■ OBJECTIVE ■
Please convert the rows, from the first one through the line containing "M 228 725 L" (both included), into a JSON list of strings with one string per line, skipping any blank lines.

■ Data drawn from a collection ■

━━━━━━

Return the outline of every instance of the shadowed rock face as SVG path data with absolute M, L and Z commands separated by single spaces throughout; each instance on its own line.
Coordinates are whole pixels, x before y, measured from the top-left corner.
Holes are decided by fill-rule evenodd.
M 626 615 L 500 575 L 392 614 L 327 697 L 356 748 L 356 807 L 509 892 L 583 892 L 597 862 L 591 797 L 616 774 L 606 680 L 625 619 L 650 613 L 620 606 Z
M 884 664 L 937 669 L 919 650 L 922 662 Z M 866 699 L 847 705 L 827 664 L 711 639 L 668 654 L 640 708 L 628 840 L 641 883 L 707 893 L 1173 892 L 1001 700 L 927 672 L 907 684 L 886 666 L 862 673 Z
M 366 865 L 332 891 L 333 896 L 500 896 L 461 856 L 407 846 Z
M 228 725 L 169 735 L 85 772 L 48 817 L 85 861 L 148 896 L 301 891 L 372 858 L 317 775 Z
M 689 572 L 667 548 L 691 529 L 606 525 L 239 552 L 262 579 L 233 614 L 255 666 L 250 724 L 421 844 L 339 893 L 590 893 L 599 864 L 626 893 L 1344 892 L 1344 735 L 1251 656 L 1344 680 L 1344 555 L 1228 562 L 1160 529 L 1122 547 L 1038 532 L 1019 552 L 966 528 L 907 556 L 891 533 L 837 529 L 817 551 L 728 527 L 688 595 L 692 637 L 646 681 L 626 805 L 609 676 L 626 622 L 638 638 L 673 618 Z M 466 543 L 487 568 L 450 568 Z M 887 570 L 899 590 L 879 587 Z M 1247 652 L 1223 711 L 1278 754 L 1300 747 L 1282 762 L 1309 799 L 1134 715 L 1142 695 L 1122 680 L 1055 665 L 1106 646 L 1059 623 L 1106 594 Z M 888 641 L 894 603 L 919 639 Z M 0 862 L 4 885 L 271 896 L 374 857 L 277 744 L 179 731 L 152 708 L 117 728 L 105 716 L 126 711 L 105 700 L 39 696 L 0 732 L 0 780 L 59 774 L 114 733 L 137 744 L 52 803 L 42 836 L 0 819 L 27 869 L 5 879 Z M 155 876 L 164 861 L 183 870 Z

━━━━━━

■ ANSWER ■
[
  "Return the outline of every instance of the shadowed rock face as SVG path data with absolute M, L and Z commands separated by single spaces throughout; each instance on its own line.",
  "Coordinates are whole pixels, x before y, measured from the top-left corner.",
  "Holes are decided by fill-rule evenodd.",
  "M 626 615 L 500 575 L 392 614 L 327 697 L 356 748 L 356 807 L 509 892 L 583 892 L 597 862 L 591 797 L 616 774 L 606 680 L 625 619 L 650 613 L 620 606 Z",
  "M 884 664 L 937 669 L 919 650 L 922 662 Z M 866 699 L 847 705 L 827 664 L 711 639 L 668 654 L 640 708 L 628 840 L 641 883 L 707 893 L 1173 892 L 1001 700 L 927 672 L 907 684 L 886 666 L 862 673 Z",
  "M 366 865 L 332 891 L 333 896 L 500 896 L 461 856 L 407 846 Z",
  "M 228 725 L 169 735 L 85 772 L 48 817 L 85 861 L 148 896 L 301 891 L 372 858 L 317 775 Z"
]